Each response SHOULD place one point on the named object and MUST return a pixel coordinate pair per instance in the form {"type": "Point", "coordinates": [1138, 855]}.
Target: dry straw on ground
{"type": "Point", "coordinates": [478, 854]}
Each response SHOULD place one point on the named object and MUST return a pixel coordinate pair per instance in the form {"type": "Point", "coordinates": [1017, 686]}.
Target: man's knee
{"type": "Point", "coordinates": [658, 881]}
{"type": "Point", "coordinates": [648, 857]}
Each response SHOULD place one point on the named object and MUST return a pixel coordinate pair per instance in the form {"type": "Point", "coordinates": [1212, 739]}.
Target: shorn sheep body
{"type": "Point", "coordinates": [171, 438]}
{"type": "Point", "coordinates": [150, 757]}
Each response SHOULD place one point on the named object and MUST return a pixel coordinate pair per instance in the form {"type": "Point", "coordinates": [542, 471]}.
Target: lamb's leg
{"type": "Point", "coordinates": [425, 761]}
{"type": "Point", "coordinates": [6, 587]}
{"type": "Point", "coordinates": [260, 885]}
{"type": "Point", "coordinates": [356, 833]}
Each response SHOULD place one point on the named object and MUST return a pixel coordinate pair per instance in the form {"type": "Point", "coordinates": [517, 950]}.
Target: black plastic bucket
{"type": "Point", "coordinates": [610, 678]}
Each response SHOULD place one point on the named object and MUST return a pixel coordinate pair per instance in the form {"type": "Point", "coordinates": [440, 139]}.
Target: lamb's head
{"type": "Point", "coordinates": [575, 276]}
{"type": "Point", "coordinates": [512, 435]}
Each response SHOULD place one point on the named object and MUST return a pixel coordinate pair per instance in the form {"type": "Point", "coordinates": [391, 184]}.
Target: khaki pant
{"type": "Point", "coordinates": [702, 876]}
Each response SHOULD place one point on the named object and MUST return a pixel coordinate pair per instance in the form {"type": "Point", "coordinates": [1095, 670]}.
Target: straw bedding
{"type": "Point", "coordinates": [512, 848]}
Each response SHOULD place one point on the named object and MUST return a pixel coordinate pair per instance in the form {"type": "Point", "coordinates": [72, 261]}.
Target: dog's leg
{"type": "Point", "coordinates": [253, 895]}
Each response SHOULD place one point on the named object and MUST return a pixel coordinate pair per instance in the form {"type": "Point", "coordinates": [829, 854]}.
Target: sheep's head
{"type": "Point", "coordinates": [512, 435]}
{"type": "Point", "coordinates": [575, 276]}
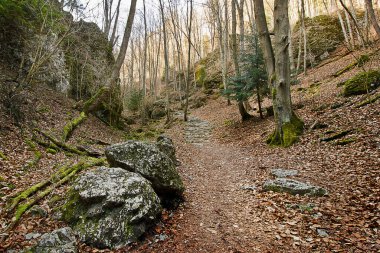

• Exercise requirements
Please restate all of the listing above word for word, with no pictures.

• Exercise solution
Each response SHOULD place one point on the named object and MUST return a pixel coordinate pair per instance in the form {"type": "Point", "coordinates": [1138, 855]}.
Target: dry straw on ground
{"type": "Point", "coordinates": [478, 854]}
Each response SHOULD place one point on the named object and MUST return a pixel coordinate pair per instance in the form {"type": "Point", "coordinates": [1017, 686]}.
Target: man's knee
{"type": "Point", "coordinates": [658, 881]}
{"type": "Point", "coordinates": [648, 857]}
Each response SHOULD place one point on the named object and MUST return a pixel coordinate pair per instance in the form {"type": "Point", "coordinates": [1212, 739]}.
Target: shorn sheep body
{"type": "Point", "coordinates": [171, 438]}
{"type": "Point", "coordinates": [150, 757]}
Each response SHOULD place one point on the named object and MUST return a pixel coordinate pair per instance in the form {"type": "Point", "coordinates": [542, 471]}.
Target: lamb's leg
{"type": "Point", "coordinates": [425, 761]}
{"type": "Point", "coordinates": [6, 587]}
{"type": "Point", "coordinates": [260, 885]}
{"type": "Point", "coordinates": [356, 833]}
Each response SHOULD place one point on the named object and MUST return a pixel coordinate pair per instance in the form {"type": "Point", "coordinates": [517, 950]}.
Target: black plastic bucket
{"type": "Point", "coordinates": [610, 678]}
Each response SHOULD place one point on the named object and MUST return a pixel coordinate pair per instance in the form {"type": "Point", "coordinates": [440, 139]}.
Target: lamb's head
{"type": "Point", "coordinates": [575, 276]}
{"type": "Point", "coordinates": [512, 435]}
Each response SHOULD place one point on the named object and MUST return a pixel coordinate pair per instance in the form {"type": "Point", "coordinates": [391, 184]}.
Target: khaki pant
{"type": "Point", "coordinates": [702, 876]}
Each response SHOULD place one point on the named object and MUST return a pixel coordinate pair per instance in the form {"type": "Point", "coordinates": [1095, 670]}.
Target: straw bedding
{"type": "Point", "coordinates": [512, 848]}
Each response SHOULD place one point on the named object and MUST return a pixel coordinate pair per instance in the form {"type": "Point", "coordinates": [72, 261]}.
Target: dog's leg
{"type": "Point", "coordinates": [253, 895]}
Each response SHOULD place one point on the named object and MUST return a pixel coordinate pair per instance in the form {"type": "Point", "coordinates": [829, 854]}.
Target: sheep's head
{"type": "Point", "coordinates": [512, 435]}
{"type": "Point", "coordinates": [575, 276]}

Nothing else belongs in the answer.